◆ **Exercise**: Copy the following rows line for line, keeping every character unchanged.

--- Information supplied ---

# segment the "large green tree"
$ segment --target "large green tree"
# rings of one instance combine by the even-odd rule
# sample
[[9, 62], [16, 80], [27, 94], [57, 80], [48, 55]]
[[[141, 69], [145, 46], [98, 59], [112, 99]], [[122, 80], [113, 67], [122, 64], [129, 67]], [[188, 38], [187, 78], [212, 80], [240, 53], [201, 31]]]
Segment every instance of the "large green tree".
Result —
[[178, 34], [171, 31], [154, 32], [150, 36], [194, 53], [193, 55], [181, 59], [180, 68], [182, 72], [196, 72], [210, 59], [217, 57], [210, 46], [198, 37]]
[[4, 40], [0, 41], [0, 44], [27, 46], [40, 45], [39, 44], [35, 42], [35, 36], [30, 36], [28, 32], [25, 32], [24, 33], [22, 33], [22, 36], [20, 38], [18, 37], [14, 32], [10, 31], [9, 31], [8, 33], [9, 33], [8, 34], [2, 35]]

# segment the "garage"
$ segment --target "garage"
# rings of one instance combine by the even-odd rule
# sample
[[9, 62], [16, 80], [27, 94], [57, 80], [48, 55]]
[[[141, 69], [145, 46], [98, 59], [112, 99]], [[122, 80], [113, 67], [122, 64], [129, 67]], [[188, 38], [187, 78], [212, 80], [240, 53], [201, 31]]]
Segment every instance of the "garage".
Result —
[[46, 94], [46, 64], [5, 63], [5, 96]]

---

◆ **Answer to this exercise**:
# segment the "large green tree"
$ segment --target "large green tree"
# rings of one instance combine by the even-odd rule
# sample
[[9, 62], [16, 80], [27, 94], [57, 80], [48, 55]]
[[[141, 69], [145, 46], [98, 59], [112, 99]], [[122, 80], [113, 67], [122, 64], [129, 67]], [[188, 38], [187, 78], [212, 80], [240, 53], [201, 31]]]
Segment every instance of the "large green tree".
Result —
[[178, 34], [171, 31], [154, 32], [150, 36], [194, 53], [193, 55], [181, 59], [180, 68], [182, 72], [196, 72], [210, 59], [217, 57], [210, 46], [198, 37]]
[[4, 40], [0, 41], [0, 44], [27, 46], [40, 45], [39, 44], [35, 42], [35, 36], [30, 36], [28, 32], [25, 32], [24, 33], [22, 33], [22, 36], [20, 38], [18, 37], [14, 32], [10, 31], [9, 31], [8, 33], [9, 33], [8, 34], [2, 35]]

# segment the "garage"
$ segment --target "garage"
# rings of one instance combine by the even-odd rule
# sample
[[9, 62], [16, 80], [27, 94], [57, 80], [48, 55]]
[[[141, 69], [145, 46], [98, 59], [112, 99]], [[122, 80], [113, 67], [122, 64], [129, 67]], [[188, 38], [187, 78], [212, 80], [240, 53], [201, 31]]]
Segment every instance of the "garage".
Result —
[[46, 94], [46, 64], [5, 63], [5, 96]]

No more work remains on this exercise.